- [Given task A]
Reproduce the disaster tolerance text word for word, everything from "FIELD OF THE" down to "scholars and companies.".
- [Given task B]
Collect every line of the listing that contains the word "landing".

- [Supplied text]

────────────────────

FIELD OF THE INVENTION

The present invention relates to highly reliable disaster tolerance technology in virtualized environment, and more particularly to a dual-machine hot standby disaster tolerance system and a method for network service in virtualized environment.

DESCRIPTION OF THE PRIOR ART

At present, the networking service is the main form for cloud computing and data centers to provide services. However, due to the influence of power failures, hardware failures, disasters or human factors (collectively referred to as faults), sometimes these network applications may stop providing services, and lose data, which not only affects the users but also leads to economic loss. Therefore, how to improve disaster tolerance of network servers and rapidly recover external services after faults has become a focal research for many scholars and companies.
Some of the prior research results and products are achieved in virtualized environment.

────────────────────

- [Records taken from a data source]
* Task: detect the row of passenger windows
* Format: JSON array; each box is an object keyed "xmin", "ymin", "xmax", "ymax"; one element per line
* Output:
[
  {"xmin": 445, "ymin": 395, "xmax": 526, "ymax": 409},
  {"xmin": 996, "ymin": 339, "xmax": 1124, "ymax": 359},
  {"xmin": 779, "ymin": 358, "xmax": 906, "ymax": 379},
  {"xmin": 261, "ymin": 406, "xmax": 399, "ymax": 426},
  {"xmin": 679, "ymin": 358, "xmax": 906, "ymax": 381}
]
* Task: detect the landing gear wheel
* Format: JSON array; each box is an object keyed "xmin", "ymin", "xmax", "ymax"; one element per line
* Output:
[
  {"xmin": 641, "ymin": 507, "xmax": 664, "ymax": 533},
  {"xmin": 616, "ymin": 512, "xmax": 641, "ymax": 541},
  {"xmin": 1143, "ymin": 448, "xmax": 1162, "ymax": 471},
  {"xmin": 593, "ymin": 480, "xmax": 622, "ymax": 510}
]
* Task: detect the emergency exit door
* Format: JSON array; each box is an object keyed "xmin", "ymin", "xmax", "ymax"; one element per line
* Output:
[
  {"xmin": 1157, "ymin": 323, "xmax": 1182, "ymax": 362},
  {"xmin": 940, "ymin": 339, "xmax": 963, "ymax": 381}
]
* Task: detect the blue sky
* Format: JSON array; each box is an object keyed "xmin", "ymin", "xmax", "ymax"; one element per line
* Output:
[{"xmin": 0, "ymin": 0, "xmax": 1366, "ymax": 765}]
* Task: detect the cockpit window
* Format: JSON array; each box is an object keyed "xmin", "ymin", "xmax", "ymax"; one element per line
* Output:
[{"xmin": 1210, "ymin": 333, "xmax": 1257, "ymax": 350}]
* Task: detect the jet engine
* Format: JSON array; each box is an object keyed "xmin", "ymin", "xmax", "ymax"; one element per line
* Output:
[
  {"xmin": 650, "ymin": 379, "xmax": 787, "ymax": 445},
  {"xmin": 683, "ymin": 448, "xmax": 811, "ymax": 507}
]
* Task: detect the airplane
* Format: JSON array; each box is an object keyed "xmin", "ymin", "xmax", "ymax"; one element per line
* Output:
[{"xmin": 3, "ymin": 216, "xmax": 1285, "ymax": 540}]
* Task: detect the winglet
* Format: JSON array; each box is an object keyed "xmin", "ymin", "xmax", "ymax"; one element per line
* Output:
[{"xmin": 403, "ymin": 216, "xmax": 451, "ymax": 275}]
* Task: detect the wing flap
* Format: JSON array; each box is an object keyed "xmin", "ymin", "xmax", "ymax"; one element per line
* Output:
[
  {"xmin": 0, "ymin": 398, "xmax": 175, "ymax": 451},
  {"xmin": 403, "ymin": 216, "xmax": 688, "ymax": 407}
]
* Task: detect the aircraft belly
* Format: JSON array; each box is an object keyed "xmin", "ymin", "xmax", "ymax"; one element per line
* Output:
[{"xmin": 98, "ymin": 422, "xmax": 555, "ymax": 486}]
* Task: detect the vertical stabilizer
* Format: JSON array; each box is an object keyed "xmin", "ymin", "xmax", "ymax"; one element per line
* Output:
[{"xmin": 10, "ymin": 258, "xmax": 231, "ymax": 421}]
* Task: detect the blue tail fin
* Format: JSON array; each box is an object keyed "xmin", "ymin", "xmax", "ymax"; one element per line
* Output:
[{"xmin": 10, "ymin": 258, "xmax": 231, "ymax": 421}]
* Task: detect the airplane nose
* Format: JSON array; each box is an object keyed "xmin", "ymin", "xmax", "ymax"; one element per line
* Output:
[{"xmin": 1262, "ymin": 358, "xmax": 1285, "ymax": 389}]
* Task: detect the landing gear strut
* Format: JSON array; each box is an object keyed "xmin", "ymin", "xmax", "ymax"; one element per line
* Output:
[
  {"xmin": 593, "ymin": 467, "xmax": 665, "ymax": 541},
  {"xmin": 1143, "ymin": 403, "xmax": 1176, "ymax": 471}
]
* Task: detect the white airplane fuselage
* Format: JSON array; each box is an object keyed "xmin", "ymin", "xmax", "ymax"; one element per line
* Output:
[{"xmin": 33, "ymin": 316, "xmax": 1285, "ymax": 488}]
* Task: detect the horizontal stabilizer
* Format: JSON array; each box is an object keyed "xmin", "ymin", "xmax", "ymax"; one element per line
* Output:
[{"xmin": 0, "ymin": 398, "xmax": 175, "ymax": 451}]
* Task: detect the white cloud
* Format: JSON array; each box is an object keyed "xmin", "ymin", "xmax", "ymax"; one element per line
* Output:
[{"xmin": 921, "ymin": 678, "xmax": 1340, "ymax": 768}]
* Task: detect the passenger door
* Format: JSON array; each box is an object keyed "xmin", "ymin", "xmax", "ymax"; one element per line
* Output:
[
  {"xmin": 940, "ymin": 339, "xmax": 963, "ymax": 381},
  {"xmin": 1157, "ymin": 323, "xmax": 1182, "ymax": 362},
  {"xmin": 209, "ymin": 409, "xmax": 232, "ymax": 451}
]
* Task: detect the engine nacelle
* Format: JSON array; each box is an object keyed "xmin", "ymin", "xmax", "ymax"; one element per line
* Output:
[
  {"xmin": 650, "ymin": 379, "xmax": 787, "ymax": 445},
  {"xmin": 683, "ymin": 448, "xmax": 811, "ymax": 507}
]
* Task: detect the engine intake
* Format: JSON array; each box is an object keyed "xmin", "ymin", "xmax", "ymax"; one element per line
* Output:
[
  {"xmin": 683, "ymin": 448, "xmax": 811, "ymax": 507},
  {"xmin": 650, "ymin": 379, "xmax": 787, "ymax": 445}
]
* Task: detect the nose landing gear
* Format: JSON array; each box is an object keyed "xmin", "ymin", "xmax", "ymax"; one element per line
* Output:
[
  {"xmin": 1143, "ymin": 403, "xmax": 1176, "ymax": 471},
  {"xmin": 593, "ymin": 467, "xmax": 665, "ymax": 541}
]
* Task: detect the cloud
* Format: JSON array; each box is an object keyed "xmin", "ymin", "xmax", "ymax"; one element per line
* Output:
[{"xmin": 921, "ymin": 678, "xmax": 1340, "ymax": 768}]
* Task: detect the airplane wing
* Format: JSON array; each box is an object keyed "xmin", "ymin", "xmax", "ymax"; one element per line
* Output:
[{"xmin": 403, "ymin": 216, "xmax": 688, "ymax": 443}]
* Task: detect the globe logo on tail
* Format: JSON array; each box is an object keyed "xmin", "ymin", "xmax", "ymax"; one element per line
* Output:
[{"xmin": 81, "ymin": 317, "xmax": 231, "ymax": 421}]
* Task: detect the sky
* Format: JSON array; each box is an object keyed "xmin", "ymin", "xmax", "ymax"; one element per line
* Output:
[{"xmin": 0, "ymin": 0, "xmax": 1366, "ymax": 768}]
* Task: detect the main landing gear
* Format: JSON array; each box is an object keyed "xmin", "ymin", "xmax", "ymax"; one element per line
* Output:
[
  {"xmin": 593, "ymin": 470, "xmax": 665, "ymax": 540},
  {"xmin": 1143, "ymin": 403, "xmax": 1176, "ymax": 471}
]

────────────────────

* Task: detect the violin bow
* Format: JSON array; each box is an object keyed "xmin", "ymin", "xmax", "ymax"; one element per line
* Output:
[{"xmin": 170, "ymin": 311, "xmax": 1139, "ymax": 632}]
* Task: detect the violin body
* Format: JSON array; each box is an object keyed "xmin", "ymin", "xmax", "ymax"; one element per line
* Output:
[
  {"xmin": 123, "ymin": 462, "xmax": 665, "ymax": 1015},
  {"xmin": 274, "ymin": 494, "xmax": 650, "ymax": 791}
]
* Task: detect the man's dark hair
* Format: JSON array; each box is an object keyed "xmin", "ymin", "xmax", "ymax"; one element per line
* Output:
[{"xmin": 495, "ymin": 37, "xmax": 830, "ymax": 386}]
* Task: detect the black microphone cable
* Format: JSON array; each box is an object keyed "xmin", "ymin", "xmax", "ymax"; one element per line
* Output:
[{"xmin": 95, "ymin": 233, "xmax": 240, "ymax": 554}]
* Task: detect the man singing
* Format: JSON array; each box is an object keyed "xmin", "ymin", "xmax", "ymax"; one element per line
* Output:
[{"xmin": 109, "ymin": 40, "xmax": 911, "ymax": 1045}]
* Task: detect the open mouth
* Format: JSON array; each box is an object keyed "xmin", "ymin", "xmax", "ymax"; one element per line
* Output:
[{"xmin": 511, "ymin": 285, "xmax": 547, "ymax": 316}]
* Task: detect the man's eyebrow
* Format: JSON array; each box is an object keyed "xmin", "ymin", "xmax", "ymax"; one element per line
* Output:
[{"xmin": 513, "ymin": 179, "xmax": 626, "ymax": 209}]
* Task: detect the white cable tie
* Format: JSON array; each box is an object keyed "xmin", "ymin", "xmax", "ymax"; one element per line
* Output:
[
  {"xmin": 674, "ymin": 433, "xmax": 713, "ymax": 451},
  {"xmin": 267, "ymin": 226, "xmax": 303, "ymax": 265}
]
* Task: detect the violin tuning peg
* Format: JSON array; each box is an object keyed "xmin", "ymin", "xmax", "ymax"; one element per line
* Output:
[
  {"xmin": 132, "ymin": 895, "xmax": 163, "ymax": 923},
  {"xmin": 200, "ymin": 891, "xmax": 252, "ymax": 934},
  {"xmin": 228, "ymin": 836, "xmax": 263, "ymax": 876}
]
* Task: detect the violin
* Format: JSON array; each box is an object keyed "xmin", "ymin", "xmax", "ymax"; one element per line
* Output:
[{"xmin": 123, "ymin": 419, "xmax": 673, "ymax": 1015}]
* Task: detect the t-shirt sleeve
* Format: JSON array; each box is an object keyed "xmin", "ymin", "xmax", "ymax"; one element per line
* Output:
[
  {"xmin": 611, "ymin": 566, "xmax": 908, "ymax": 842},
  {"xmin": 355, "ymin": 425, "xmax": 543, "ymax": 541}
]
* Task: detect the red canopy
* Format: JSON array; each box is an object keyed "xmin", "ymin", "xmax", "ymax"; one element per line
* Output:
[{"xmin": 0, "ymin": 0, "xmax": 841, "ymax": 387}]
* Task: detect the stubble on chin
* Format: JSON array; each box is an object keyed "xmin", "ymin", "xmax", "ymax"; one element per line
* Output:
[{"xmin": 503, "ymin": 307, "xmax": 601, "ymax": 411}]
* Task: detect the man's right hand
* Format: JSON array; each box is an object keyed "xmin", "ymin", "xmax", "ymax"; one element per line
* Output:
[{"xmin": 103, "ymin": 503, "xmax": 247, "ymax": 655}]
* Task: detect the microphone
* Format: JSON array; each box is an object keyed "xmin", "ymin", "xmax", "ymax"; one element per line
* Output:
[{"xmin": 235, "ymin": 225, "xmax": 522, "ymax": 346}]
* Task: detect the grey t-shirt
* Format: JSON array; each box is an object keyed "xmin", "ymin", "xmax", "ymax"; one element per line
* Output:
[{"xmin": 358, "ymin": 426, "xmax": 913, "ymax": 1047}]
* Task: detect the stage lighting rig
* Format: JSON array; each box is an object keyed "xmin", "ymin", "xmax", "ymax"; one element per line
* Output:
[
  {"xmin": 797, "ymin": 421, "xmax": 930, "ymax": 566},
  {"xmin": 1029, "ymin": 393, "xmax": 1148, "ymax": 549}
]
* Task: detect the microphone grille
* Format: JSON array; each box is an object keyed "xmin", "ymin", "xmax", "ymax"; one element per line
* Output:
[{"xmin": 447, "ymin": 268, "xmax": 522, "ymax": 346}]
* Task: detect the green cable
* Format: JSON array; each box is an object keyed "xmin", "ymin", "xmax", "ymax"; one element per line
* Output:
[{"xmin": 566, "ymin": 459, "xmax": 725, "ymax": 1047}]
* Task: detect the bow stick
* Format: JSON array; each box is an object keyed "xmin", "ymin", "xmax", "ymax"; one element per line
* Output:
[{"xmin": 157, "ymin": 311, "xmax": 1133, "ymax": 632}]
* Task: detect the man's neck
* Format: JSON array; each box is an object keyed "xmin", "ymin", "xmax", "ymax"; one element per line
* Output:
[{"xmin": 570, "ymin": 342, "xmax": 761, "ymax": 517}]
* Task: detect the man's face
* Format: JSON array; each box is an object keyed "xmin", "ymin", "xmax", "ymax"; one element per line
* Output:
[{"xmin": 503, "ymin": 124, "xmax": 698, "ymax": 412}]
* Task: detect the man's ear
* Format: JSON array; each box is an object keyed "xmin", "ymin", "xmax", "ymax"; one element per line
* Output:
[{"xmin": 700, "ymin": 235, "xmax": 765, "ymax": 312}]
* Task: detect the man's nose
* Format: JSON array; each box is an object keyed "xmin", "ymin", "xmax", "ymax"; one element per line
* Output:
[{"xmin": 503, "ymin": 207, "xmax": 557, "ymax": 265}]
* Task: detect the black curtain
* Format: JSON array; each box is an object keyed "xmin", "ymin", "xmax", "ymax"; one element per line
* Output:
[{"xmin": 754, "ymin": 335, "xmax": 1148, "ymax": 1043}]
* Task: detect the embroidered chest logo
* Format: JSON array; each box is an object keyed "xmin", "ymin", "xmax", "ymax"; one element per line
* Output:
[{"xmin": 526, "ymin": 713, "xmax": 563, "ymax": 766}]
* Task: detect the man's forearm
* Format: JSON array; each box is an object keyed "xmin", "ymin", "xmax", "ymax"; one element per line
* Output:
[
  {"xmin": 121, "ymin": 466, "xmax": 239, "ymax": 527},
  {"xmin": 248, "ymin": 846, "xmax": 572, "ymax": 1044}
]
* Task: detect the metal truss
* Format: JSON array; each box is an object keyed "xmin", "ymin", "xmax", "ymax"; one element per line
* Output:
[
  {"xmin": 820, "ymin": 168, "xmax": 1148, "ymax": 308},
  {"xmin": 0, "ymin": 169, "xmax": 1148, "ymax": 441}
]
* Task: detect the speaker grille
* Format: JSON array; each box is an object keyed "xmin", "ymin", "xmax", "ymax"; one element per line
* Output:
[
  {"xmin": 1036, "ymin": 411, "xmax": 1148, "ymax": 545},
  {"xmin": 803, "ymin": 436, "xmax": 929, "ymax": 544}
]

────────────────────

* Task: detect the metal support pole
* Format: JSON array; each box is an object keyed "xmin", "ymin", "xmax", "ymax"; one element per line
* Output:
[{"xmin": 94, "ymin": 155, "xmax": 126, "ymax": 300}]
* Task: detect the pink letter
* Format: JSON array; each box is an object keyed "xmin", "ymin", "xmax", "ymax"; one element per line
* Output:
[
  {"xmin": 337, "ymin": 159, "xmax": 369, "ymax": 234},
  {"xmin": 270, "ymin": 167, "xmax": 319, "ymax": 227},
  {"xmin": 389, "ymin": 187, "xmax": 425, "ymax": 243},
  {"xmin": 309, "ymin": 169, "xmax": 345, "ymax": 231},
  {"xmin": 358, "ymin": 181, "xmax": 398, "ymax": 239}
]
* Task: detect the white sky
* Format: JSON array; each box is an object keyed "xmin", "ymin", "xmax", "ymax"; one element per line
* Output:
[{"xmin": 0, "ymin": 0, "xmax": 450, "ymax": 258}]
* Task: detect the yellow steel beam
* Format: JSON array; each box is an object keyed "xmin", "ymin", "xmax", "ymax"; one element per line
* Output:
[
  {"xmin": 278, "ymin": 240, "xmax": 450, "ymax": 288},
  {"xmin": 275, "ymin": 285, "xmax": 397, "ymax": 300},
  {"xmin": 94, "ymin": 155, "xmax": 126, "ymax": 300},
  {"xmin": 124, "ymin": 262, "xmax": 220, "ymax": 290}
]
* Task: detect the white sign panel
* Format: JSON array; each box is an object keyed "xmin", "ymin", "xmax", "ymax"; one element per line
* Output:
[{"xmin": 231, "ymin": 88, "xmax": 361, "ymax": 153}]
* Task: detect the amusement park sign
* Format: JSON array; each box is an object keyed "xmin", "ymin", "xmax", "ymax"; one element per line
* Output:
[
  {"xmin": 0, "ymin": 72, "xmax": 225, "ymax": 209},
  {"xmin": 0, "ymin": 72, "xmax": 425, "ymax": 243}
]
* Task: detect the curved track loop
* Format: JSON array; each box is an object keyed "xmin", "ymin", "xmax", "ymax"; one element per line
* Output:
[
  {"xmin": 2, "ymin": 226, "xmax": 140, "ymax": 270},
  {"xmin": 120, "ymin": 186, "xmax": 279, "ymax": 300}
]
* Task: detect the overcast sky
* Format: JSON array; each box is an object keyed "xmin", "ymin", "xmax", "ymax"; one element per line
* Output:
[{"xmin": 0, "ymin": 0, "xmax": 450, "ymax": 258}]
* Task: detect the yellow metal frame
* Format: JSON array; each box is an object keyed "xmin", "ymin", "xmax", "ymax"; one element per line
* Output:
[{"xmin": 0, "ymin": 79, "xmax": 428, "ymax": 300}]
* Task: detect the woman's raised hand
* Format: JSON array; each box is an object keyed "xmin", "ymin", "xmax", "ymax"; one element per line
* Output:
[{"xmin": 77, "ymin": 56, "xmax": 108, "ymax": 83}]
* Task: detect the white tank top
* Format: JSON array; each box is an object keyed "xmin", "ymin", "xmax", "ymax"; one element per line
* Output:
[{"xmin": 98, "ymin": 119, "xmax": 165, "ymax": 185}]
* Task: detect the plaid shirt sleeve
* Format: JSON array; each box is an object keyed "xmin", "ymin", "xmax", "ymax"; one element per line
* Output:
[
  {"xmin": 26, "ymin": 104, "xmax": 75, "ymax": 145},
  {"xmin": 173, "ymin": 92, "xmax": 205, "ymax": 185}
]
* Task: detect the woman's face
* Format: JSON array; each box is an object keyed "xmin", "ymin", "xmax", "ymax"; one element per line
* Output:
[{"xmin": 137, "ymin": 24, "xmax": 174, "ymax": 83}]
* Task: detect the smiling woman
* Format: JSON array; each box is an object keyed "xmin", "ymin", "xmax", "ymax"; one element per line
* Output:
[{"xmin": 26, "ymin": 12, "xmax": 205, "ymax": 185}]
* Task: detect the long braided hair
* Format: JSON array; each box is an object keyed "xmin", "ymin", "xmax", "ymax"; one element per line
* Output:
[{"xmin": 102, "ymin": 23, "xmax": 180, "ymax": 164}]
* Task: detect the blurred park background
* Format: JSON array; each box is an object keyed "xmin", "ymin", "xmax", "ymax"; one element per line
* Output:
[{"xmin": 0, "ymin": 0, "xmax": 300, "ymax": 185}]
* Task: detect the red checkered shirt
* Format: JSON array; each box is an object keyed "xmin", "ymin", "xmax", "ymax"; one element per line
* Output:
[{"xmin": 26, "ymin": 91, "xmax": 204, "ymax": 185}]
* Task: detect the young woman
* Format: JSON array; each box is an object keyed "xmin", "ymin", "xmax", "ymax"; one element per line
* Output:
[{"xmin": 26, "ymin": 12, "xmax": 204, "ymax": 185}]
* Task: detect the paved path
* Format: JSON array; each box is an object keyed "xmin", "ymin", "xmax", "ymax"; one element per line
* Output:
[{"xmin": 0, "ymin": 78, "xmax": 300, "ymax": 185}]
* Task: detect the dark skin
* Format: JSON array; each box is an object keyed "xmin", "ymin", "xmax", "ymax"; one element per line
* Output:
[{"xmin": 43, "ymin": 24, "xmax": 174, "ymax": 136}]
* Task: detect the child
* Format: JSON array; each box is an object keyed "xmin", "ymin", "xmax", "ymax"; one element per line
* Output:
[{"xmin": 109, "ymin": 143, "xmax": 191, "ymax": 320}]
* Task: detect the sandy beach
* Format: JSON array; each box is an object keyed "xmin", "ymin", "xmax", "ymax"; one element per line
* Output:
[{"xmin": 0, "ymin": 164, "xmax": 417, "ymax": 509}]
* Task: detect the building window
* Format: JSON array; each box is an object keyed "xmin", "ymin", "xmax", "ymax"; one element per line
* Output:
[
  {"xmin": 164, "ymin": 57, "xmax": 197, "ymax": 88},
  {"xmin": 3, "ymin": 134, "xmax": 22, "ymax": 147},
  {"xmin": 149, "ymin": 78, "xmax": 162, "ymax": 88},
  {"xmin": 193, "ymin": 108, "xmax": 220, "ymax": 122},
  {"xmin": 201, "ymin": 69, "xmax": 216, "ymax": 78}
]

────────────────────

- [Exercise answer A]
FIELD OF THE INVENTION

The present invention relates to highly reliable disaster tolerance technology in virtualized environment, and more particularly to a dual-machine hot standby disaster tolerance system and a method for network service in virtualized environment.

DESCRIPTION OF THE PRIOR ART

At present, the networking service is the main form for cloud computing and data centers to provide services. However, due to the influence of power failures, hardware failures, disasters or human factors (collectively referred to as faults), sometimes these network applications may stop providing services, and lose data, which not only affects the users but also leads to economic loss. Therefore, how to improve disaster tolerance of network servers and rapidly recover external services after faults has become a focal research for many scholars and companies.

- [Exercise answer B]
* Task: detect the landing gear wheel
* Task: detect the landing gear strut
* Task: detect the nose landing gear
* Task: detect the main landing gear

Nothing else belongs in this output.